Quoted passage:
---+---

September 6, 2022

When single, I jumped on a personal ad saying “interested in ideas.” But on our date, the gal seemed no intellectual. I asked what she’d meant by “interested in ideas.” She replied, “Oh, like new ways to cook spaghetti.”

Then married Therese. At a used book sale, she pointed out one I’d ignored: Louis Menand’s The Metaphysical Club. About American philosophy from before the Civil War to about a century later. She proposed we read it together.

We’d started with Proust’s seven-volume opus; took us over two decades, though in the early years our readings were intermittent. Then we moved on to The Brothers Karamazov, Huckleberry Finn, Adam Grant’s Think Again, and others. Mostly it’s me reading aloud to her. I enjoy the challenge of putting the emphasis on the right words, without necessarily knowing where a sentence is going. It’s an immersive exercise empowering comprehension.

And I love Therese’s astute listenership, engaging with the ideas. If a line is nonsense, Therese is right on it. How delicious having such a partner (who can also cook spaghetti).

William James

The Metaphysical Club’s title nods to a group of intellectuals who’d meet to discuss philosophy in mid-1800s Cambridge, MA. It focuses particularly on William James, Oliver Wendell Holmes, John Dewey, and Charles Peirce. The last name less famous, though I’d known it did loom large in American philosophy, without actually knowing anything about Peirce or his thought. The book left me baffled that he’s remembered at all. His life was a mess; didn’t publish much. But William James championed Peirce’s importance, making it so.

Menand devotes much time to pragmatism, a philosophical stance associated most prominently with James and Dewey. Pragmatism valorizes an idea less on its correspondence to factual reality than on how well it works for the believer. This was mainly an effort to justify religious faith.

Which indeed was a dominating factor in 19th century American thought. James in particular, though a penetrating analyst in so many respects, was hung up on his profound yearning to validate the unseen. A similar case, also prominent in the book, was the naturalist Louis Agassiz, whose scientific work was deeply compromised by his insistence on centralizing God.

---+---

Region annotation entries
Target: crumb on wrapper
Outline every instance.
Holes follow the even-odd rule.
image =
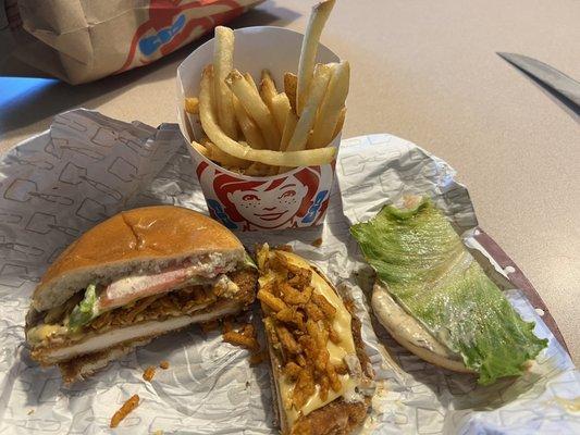
[[[155,377],[155,365],[149,365],[147,369],[145,369],[145,372],[143,373],[143,378],[145,381],[151,381]]]
[[[111,418],[110,427],[119,426],[119,423],[139,405],[139,395],[133,395]]]

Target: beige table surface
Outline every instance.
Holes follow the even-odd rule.
[[[304,32],[312,3],[267,1],[234,25]],[[580,364],[579,117],[495,54],[523,53],[580,79],[580,2],[337,3],[322,41],[351,64],[343,137],[391,133],[449,162],[481,226],[534,284]],[[196,46],[122,76],[11,101],[0,112],[0,150],[76,107],[175,122],[175,69]]]

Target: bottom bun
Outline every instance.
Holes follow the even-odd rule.
[[[372,309],[391,336],[417,357],[454,372],[474,373],[459,356],[437,341],[419,321],[409,315],[380,283],[373,287]]]
[[[61,362],[59,369],[61,370],[62,380],[65,384],[72,384],[76,381],[92,375],[98,370],[106,368],[109,362],[120,359],[129,353],[138,346],[148,345],[152,338],[134,340],[119,346],[111,347],[100,352],[84,355],[66,362]]]

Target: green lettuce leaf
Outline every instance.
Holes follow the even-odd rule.
[[[69,330],[71,332],[78,331],[100,314],[98,300],[97,285],[89,284],[85,290],[85,298],[78,302],[69,318]]]
[[[520,375],[525,362],[546,347],[431,200],[409,209],[384,207],[350,233],[393,298],[460,355],[480,384]]]

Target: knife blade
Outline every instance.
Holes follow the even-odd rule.
[[[516,53],[497,52],[497,55],[539,80],[559,97],[573,102],[580,109],[580,83],[553,66]]]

---+---

Exercises to complete:
1. Answer these questions about the post on reading The Metaphysical Club:
(a) Where did Therese point out the book?
(b) How long did the couple's reading of Proust's seven-volume opus take?
(c) Which naturalist does the post say had his scientific work compromised by his insistence on centralizing God?
2. Write the next few paragraphs of the post about reading The Metaphysical Club, picking up after its last sentence.
The listing has nothing to do with the text.

Responses in order:
1.
(a) At a used book sale.
(b) Over two decades.
(c) Louis Agassiz.

2.
Agassiz

Of course people like Agassiz and James also desperately wanted to believe death is not final. But the book makes plain how such supernaturalism pervasively mucked up American thought all the way to modern times.

We’ve hosted a Muslim student from Somaliland. She was bugged by the evident irrationalities of her faith, and eager to discuss them.

Our bull sessions on this finally led her to realize that once she stopped trying to hammer the square peg of religion into the round hole of reality, all her conundrums dissolved, and everything made a lot more sense.

Another thread in the book concerned the nature of American society, especially its pluralism and democracy. Like with religion, pragmatism emphasized outcomes — whether or not something is good for the society as a whole — de-emphasizing what’s good for its individual members. But as Margaret Thatcher said, “There is no such thing as society.” That was widely decried; however, what she really meant (I think) was that society is made up of individuals, and at the end of the day, it’s how those individuals fare that really matters.

It’s the difference between viewing humans as akin to members of an ant colony or beehive, where only the society matters, not individuals — and honoring each person’s human dignity as worthy in itself. Recognizing that what’s “good” for society cannot be purchased at the expense of what’s good for the individuals comprising it. A mistake made by various collectivist ideologies.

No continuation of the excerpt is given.